=== EXERCISE DIRECTIONS ===
An acceptable answer repeats exactly the line with "Query: white cloud" and each line after it through the end of the entries, and includes nothing else.

=== DATA PROVIDED ===
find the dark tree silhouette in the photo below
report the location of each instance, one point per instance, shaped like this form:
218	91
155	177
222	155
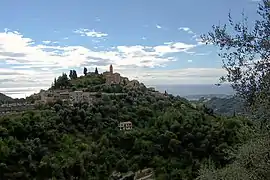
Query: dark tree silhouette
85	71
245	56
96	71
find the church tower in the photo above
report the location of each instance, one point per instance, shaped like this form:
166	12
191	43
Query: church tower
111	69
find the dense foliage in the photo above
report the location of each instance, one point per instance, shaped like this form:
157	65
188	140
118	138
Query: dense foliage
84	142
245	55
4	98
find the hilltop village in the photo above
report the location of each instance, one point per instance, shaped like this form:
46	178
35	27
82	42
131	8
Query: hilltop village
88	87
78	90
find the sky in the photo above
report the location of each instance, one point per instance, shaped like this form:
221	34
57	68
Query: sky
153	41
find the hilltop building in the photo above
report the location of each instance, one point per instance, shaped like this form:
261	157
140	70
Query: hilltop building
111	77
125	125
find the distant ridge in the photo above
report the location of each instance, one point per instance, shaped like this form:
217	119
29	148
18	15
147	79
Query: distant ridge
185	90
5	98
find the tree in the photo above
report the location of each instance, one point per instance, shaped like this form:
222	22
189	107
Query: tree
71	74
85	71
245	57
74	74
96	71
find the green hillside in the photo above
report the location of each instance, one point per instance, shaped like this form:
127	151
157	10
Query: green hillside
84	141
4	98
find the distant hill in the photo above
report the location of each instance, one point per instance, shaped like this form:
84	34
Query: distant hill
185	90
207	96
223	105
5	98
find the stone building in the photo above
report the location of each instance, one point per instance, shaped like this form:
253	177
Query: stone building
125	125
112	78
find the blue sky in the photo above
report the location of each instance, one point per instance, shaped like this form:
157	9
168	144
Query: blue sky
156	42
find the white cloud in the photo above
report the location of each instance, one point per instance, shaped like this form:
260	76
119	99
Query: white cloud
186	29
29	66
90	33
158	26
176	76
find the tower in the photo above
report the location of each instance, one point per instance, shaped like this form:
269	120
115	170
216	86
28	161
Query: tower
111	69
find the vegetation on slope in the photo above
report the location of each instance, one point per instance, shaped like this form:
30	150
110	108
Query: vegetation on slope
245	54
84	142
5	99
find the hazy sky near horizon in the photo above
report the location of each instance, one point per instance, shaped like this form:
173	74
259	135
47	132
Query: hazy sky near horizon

=== EXPECTED ANSWER ===
Query: white cloud
186	29
29	66
90	33
158	26
176	76
find the tower in the photo above
report the location of each instance, one point per instance, shaped like this form:
269	120
115	170
216	86
28	161
Query: tower
111	69
find the vegetation on slope in the photo above
report the location of each instance, one point per instance, shaped like this form:
30	150
110	108
Query: vegetation on slope
245	54
84	142
5	99
find the hazy sky near horizon in the photo above
report the location of each instance, one point per instance, shaped like this form:
173	74
259	135
47	132
Query: hazy sky near horizon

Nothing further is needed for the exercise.